Short problem
Count the lines in the records below that contain the word "water", matching case exactly. Give only the number.

Supplied records
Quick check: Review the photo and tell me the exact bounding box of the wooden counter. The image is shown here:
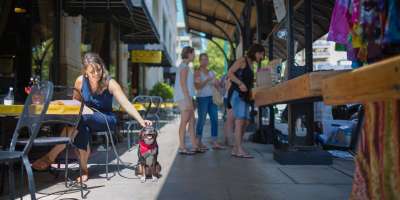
[253,71,348,106]
[323,56,400,105]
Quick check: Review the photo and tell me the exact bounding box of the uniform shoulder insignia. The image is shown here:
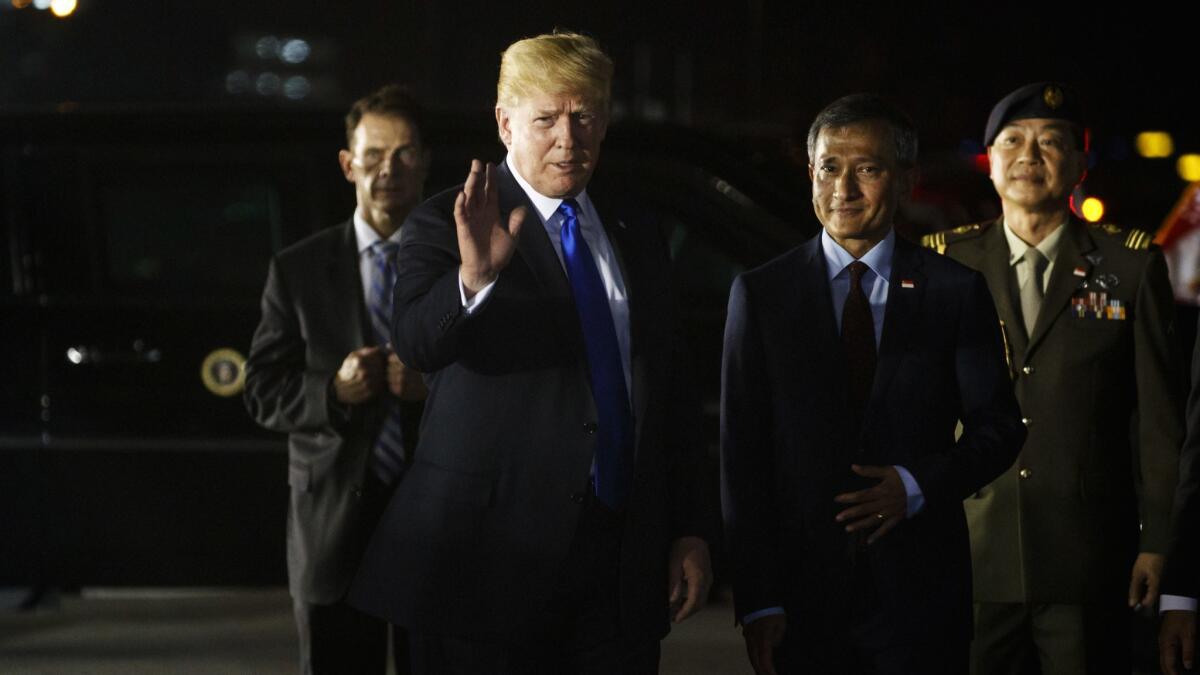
[1088,222,1154,251]
[920,222,991,253]
[1124,229,1154,251]
[920,232,946,253]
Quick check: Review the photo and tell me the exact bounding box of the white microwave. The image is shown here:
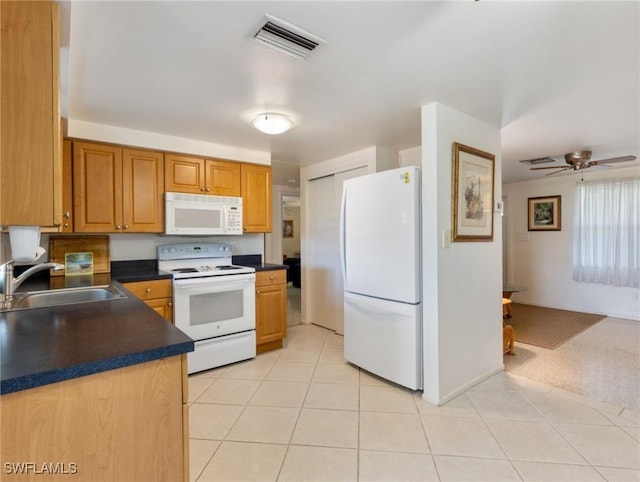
[164,192,242,236]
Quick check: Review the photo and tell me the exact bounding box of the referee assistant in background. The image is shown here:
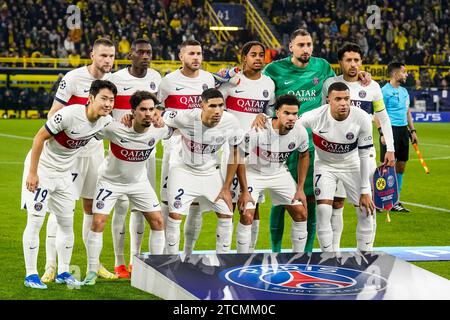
[376,62,418,212]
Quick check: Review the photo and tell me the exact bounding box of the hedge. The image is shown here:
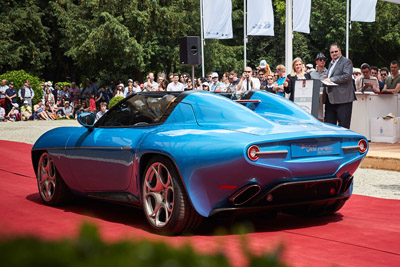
[0,223,285,267]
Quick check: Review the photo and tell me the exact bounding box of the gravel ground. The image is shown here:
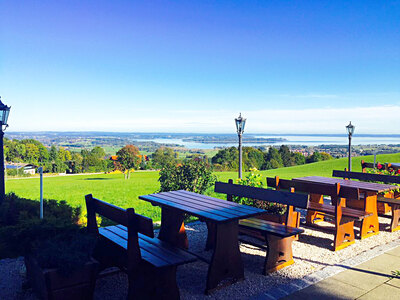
[0,214,400,300]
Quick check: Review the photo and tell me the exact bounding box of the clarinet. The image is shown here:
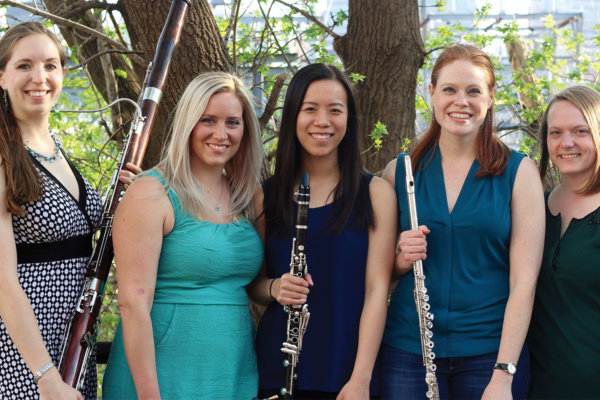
[58,0,190,390]
[404,155,440,400]
[281,172,310,399]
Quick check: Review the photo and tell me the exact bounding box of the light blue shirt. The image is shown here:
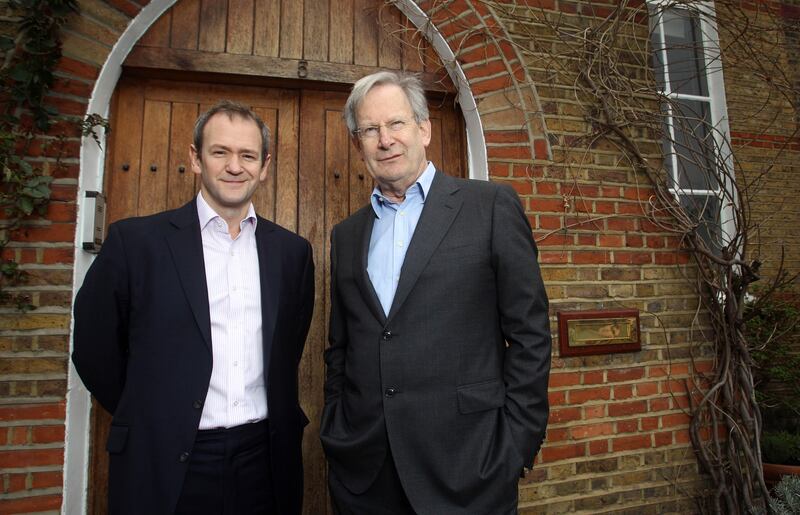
[367,161,436,316]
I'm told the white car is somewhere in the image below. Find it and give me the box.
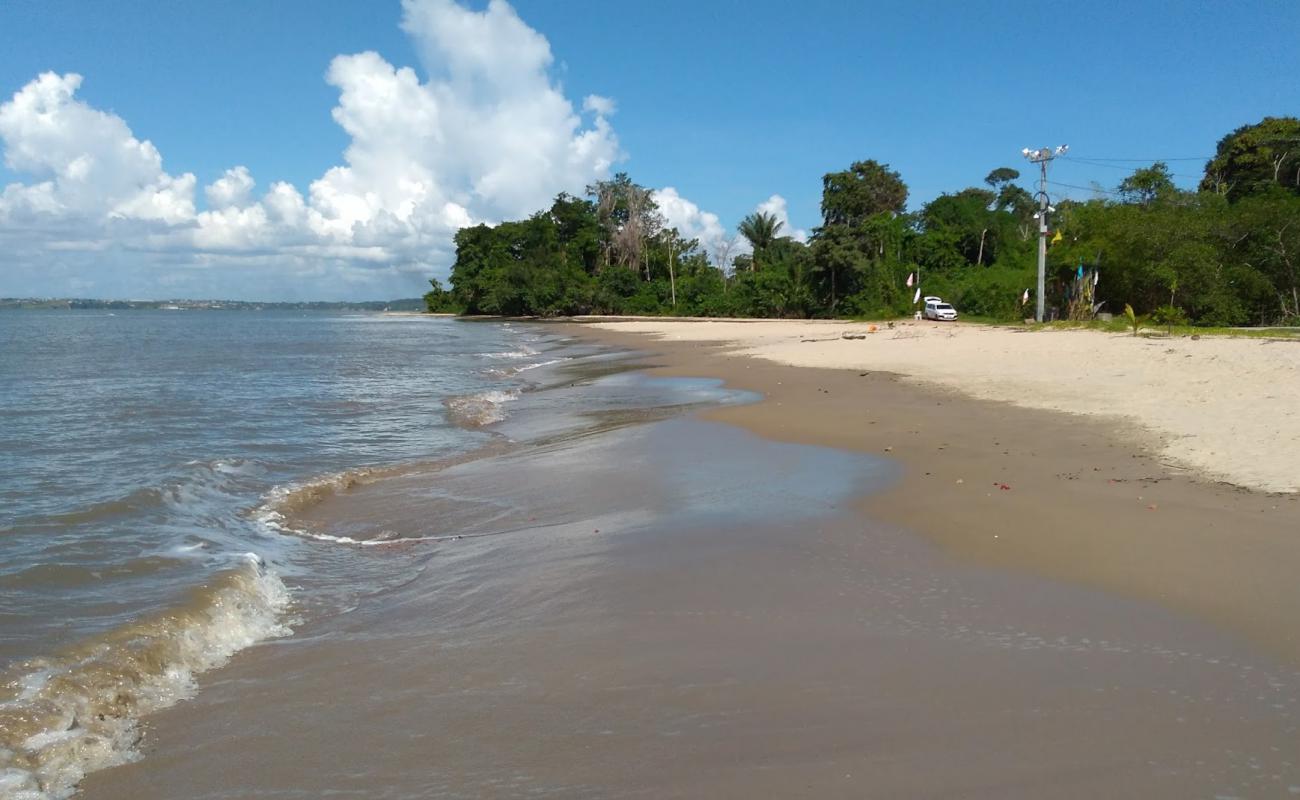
[922,297,957,323]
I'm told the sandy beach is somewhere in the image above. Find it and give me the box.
[594,320,1300,493]
[582,320,1300,663]
[71,325,1300,799]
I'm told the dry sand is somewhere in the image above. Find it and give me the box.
[85,327,1300,800]
[572,321,1300,663]
[594,320,1300,492]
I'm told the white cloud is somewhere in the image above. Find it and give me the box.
[582,95,619,117]
[754,194,809,242]
[0,73,195,224]
[653,186,748,263]
[654,186,809,269]
[0,0,623,297]
[203,167,255,208]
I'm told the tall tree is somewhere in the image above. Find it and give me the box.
[1201,117,1300,200]
[822,160,907,226]
[1119,161,1174,206]
[736,211,783,272]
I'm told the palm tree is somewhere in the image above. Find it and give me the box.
[736,211,783,272]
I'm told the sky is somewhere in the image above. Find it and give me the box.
[0,0,1300,300]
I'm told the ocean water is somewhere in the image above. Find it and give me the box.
[0,311,754,797]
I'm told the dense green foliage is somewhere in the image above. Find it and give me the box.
[425,117,1300,327]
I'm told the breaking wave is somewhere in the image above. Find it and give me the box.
[0,553,290,800]
[445,389,519,428]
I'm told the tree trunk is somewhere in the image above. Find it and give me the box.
[668,242,677,308]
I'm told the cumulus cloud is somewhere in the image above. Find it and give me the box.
[0,73,195,224]
[754,194,809,242]
[0,0,623,297]
[651,186,746,261]
[653,186,809,269]
[0,0,806,299]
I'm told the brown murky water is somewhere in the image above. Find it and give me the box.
[85,419,1300,799]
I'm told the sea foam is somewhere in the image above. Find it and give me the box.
[0,553,290,800]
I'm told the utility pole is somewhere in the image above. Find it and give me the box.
[1021,144,1070,323]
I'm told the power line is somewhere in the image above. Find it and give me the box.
[1021,144,1070,323]
[1070,156,1214,164]
[1062,156,1201,181]
[1048,181,1123,198]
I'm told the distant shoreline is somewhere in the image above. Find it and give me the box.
[0,298,424,313]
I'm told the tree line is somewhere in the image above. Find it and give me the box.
[425,117,1300,325]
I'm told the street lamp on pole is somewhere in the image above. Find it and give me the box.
[1021,144,1070,323]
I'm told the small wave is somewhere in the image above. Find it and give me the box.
[443,389,519,428]
[516,356,573,372]
[0,553,289,800]
[475,345,537,360]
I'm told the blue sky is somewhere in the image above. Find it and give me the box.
[0,0,1300,297]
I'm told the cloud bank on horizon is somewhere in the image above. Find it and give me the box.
[0,0,805,299]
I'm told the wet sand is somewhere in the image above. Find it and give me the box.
[85,333,1300,799]
[575,325,1300,665]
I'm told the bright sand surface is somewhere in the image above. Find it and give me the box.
[593,320,1300,492]
[83,327,1300,800]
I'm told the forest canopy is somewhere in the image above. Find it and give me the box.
[425,117,1300,325]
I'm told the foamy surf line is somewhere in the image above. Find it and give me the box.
[0,553,290,800]
[445,389,520,428]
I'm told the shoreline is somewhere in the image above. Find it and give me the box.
[563,323,1300,665]
[76,321,1300,800]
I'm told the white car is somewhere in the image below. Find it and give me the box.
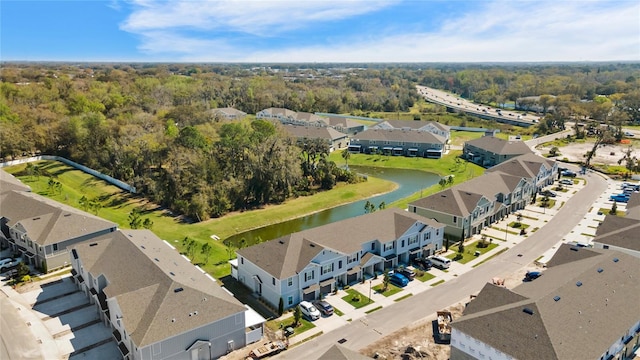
[300,301,320,321]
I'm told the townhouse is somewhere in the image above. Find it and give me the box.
[0,190,117,272]
[451,244,640,360]
[232,208,444,309]
[593,193,640,258]
[372,120,451,143]
[462,136,533,168]
[211,107,247,120]
[349,128,446,159]
[70,230,265,360]
[408,154,558,240]
[283,125,349,152]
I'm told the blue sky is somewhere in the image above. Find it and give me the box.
[0,0,640,62]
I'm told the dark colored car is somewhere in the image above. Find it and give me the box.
[540,190,556,197]
[524,271,542,281]
[396,268,416,281]
[313,300,333,316]
[413,258,433,270]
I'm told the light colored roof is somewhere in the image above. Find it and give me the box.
[284,125,347,141]
[0,191,117,246]
[237,208,444,281]
[593,215,640,251]
[0,168,31,193]
[451,244,640,359]
[74,230,246,347]
[465,136,532,155]
[318,344,371,360]
[354,129,446,144]
[486,153,554,179]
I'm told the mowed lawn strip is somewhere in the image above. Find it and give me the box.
[5,161,397,278]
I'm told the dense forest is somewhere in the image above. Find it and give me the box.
[0,63,640,220]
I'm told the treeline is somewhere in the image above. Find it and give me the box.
[0,63,640,219]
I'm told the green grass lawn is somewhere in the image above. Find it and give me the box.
[447,241,498,264]
[416,271,435,282]
[342,289,375,309]
[4,161,397,278]
[373,283,402,297]
[267,316,316,335]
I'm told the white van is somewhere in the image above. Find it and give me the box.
[429,256,451,269]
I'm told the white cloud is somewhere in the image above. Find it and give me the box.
[123,0,640,62]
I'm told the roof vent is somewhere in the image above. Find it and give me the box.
[522,308,535,315]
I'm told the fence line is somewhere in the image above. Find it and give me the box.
[0,155,136,193]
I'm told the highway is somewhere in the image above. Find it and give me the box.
[416,85,540,127]
[275,165,607,359]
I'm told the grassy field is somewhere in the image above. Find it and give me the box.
[5,161,396,278]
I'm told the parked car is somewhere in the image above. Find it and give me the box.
[413,258,433,270]
[609,194,629,203]
[396,268,416,281]
[299,301,320,321]
[524,271,542,281]
[540,190,556,197]
[313,300,333,316]
[389,272,409,287]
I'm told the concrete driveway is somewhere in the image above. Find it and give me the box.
[0,276,122,360]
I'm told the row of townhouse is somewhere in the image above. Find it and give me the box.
[408,153,558,239]
[0,169,265,360]
[462,135,533,167]
[71,230,265,360]
[450,244,640,360]
[232,209,444,309]
[349,128,447,159]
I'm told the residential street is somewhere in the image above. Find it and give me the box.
[276,167,607,359]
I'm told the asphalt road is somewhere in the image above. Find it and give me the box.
[275,167,607,359]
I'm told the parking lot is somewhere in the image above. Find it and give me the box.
[0,275,122,360]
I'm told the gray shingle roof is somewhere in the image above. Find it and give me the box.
[452,244,640,359]
[466,136,532,155]
[593,215,640,251]
[0,191,117,246]
[355,129,446,144]
[318,344,371,360]
[237,208,443,279]
[74,230,246,347]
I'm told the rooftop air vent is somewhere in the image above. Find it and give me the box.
[522,308,535,315]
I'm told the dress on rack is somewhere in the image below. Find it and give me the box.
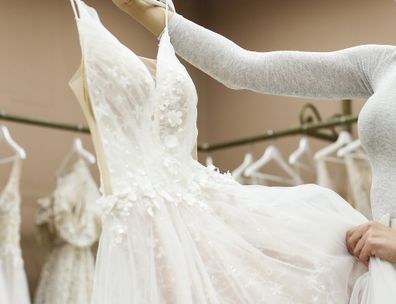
[315,157,355,206]
[34,160,100,304]
[0,158,30,304]
[71,0,396,304]
[345,154,373,219]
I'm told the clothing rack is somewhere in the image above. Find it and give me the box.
[0,100,358,152]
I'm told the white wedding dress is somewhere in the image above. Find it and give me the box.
[71,0,396,304]
[0,158,30,304]
[34,159,100,304]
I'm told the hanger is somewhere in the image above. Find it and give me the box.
[337,139,367,160]
[314,131,352,162]
[244,145,302,185]
[289,136,316,172]
[144,0,176,12]
[56,137,96,176]
[0,126,26,165]
[231,152,253,180]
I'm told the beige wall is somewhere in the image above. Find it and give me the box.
[0,0,396,296]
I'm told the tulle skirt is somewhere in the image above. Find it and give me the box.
[34,244,95,304]
[0,253,30,304]
[92,184,396,304]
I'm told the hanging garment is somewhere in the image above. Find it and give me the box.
[34,159,100,304]
[71,0,396,304]
[0,158,30,304]
[316,157,355,207]
[344,154,373,220]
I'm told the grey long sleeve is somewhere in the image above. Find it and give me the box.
[169,14,396,99]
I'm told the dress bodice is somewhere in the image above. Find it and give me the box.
[358,52,396,220]
[70,1,197,193]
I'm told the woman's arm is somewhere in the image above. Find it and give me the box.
[113,0,396,99]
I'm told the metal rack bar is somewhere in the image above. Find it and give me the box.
[0,111,90,134]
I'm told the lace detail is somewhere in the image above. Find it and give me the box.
[0,158,30,304]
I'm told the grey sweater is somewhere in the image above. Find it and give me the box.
[169,14,396,219]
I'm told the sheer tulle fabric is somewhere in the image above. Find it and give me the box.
[34,159,100,304]
[0,158,30,304]
[69,1,394,304]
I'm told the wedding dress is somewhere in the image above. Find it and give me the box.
[71,0,396,304]
[34,159,100,304]
[0,158,30,304]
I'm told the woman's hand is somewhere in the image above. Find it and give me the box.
[112,0,173,37]
[346,222,396,266]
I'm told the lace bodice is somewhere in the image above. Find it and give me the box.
[0,158,22,264]
[70,1,235,221]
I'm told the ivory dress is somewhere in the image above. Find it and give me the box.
[0,158,30,304]
[34,159,100,304]
[71,0,396,304]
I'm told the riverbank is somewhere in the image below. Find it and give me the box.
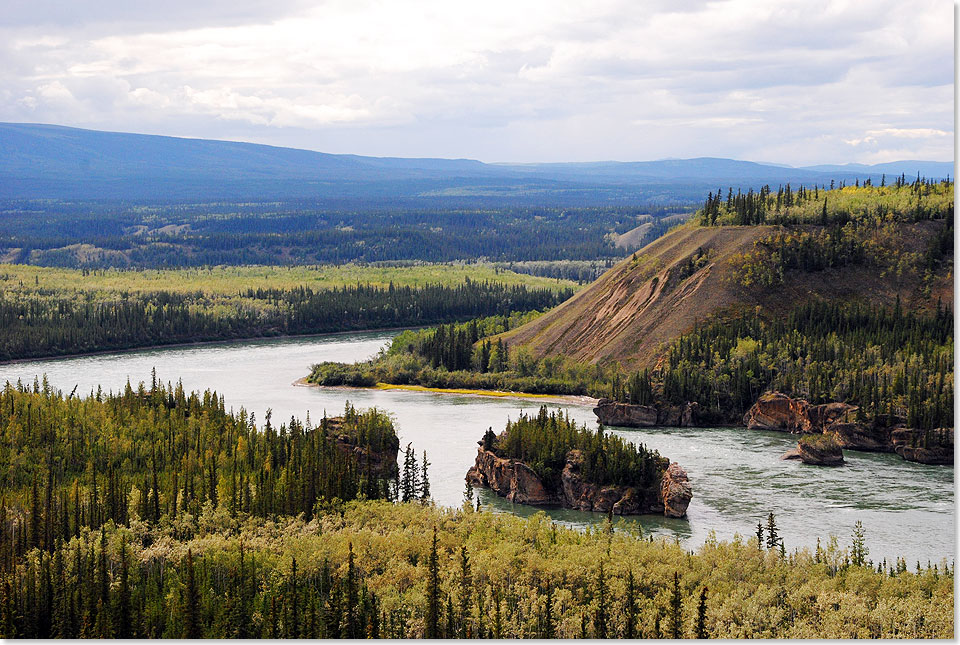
[293,376,597,406]
[0,325,422,365]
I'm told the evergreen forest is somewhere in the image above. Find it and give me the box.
[0,379,953,638]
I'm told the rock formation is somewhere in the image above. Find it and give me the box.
[743,392,953,465]
[327,417,400,477]
[467,446,560,504]
[824,422,893,452]
[660,462,693,517]
[743,392,857,432]
[890,428,953,466]
[797,435,843,466]
[466,442,693,517]
[593,399,658,428]
[593,399,700,428]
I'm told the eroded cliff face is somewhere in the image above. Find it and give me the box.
[660,463,693,517]
[327,417,400,477]
[743,392,857,432]
[743,392,953,465]
[467,446,560,504]
[466,444,693,517]
[890,428,953,466]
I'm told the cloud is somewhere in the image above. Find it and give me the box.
[0,0,953,164]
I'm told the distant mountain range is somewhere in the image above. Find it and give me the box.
[0,123,953,201]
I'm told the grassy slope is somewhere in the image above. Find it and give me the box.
[504,221,953,367]
[0,264,579,296]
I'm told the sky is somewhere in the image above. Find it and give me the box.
[0,0,954,165]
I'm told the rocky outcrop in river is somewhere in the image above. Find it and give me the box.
[660,462,693,517]
[593,399,700,428]
[327,417,400,477]
[743,392,857,432]
[466,442,693,517]
[890,428,953,466]
[743,392,953,465]
[781,435,843,466]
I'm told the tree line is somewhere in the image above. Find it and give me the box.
[0,278,572,360]
[610,300,953,430]
[693,175,953,226]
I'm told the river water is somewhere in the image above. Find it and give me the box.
[0,332,956,563]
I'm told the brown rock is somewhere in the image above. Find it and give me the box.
[807,401,857,430]
[824,422,893,452]
[680,401,700,428]
[743,392,812,432]
[466,444,692,517]
[797,434,843,466]
[327,417,400,477]
[467,447,558,504]
[890,428,953,466]
[660,463,693,517]
[593,399,657,428]
[743,392,857,432]
[657,405,683,428]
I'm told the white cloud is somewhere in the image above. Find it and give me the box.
[0,0,953,164]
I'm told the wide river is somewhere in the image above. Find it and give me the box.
[0,332,956,563]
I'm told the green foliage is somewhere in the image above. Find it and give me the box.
[693,177,953,227]
[307,311,621,396]
[0,381,399,528]
[659,301,953,429]
[0,203,689,268]
[484,406,668,489]
[0,272,572,360]
[0,501,954,639]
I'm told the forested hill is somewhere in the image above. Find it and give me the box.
[505,178,953,368]
[0,123,953,201]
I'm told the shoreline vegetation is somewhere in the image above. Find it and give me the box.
[0,265,576,360]
[308,177,954,440]
[0,379,954,638]
[293,376,597,404]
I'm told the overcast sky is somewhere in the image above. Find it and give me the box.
[0,0,954,165]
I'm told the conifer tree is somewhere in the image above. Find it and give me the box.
[426,526,440,638]
[182,549,201,638]
[623,569,637,639]
[697,587,709,638]
[670,572,683,640]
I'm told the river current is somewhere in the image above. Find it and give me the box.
[0,332,956,563]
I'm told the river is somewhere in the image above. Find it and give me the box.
[0,332,956,563]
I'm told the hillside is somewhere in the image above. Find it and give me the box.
[503,191,953,369]
[0,123,952,201]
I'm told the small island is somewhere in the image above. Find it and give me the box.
[466,407,693,517]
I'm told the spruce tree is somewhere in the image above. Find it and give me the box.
[593,560,607,638]
[426,526,440,638]
[670,571,683,639]
[114,536,133,638]
[623,569,637,639]
[182,549,201,638]
[697,587,709,638]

Task output
3